What you have to do: Your task is to give the records again exactly. Leave each picture out.

Stored data entries:
══════

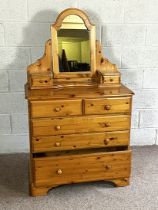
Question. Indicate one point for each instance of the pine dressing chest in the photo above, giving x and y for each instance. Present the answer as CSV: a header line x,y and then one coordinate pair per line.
x,y
79,112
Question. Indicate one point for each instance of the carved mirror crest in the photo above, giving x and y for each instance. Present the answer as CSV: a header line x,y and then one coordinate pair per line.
x,y
73,45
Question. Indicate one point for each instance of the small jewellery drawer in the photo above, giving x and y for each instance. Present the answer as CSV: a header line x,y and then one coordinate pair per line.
x,y
56,108
71,125
108,105
64,169
80,141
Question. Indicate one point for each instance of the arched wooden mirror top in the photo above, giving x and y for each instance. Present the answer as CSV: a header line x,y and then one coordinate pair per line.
x,y
73,46
72,56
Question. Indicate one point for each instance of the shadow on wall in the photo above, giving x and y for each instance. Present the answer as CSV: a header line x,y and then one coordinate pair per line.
x,y
37,33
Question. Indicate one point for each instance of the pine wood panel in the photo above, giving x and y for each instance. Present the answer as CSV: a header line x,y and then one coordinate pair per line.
x,y
80,141
108,105
71,125
77,92
74,168
56,108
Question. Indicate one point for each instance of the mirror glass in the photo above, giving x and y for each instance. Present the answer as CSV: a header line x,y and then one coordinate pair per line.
x,y
73,45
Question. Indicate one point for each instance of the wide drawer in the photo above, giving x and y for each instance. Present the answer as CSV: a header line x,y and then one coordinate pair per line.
x,y
50,171
80,141
55,108
71,125
108,105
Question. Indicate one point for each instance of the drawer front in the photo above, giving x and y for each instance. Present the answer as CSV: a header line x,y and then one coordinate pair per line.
x,y
74,168
108,105
55,108
84,124
80,141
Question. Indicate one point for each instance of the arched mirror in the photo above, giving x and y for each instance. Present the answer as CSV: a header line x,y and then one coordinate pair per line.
x,y
73,46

══════

Answer for this exercise:
Question. Indicate one point for each instance of the pine dressing chest in the photo above, giving x and y for each instance. Present the answer as CSV: a header line x,y and then one coordinate pair per line.
x,y
79,112
Question. Indicate one point for each instance of the carved mirror crest in the photo above, giving x and y for each instance. Present the answer as CSV: a header line x,y and then one coordinate pair per line.
x,y
73,45
Question. Indicate one point for each instance of the small jewellery drawer in the photo above, giving x and y for each instance. Present the answer as CSV: a header line x,y and then one coordinate pair per line.
x,y
56,108
71,125
108,105
64,169
80,141
Question. Indicate one point for each instance of the arched wooden mirror top in the photo above, giving x and y for each instance. Present the answer as CSV: a header line x,y and then one coordinate pair per line.
x,y
73,46
72,56
Question. Indicate one point for each instance of the shadow on wall in the photo above, giving x and y for each instance. Present the answer as CSV: a header line x,y and then one coordinate pair per line.
x,y
37,33
Question. Indicate one point for each instance of the pine wood panel in the photo above, giving x and y for each instance. Present the answer as CSV: a header line x,y and then one coordinate pair per line.
x,y
80,141
108,105
71,125
77,92
74,168
56,108
Question. Indicate one point for each instance of the mirror glass in the photo above, giving x and y for each instance. Present the answer as CSV: a header line x,y and then one coordinate pair per line.
x,y
73,45
Question. Indicate one point for each instance of the wide drawer in the photo above, giving x and y for each instance. Present the answer as CSV: a header line x,y and then one coordinate pair per line.
x,y
50,171
80,141
55,108
71,125
108,105
Question. Indicate one point for each instance of the drawer front in the photo above, giving x and y for each instance. Present the answer as CSV: a header line x,y and then one coordinate pair per line.
x,y
74,168
108,105
55,108
84,124
80,141
Question. Indicate one point for each instance of the arched mirror in the photo above, giving x and y for each instance. Present the answer as CSV: a header line x,y and then one coordinate pair per line.
x,y
73,46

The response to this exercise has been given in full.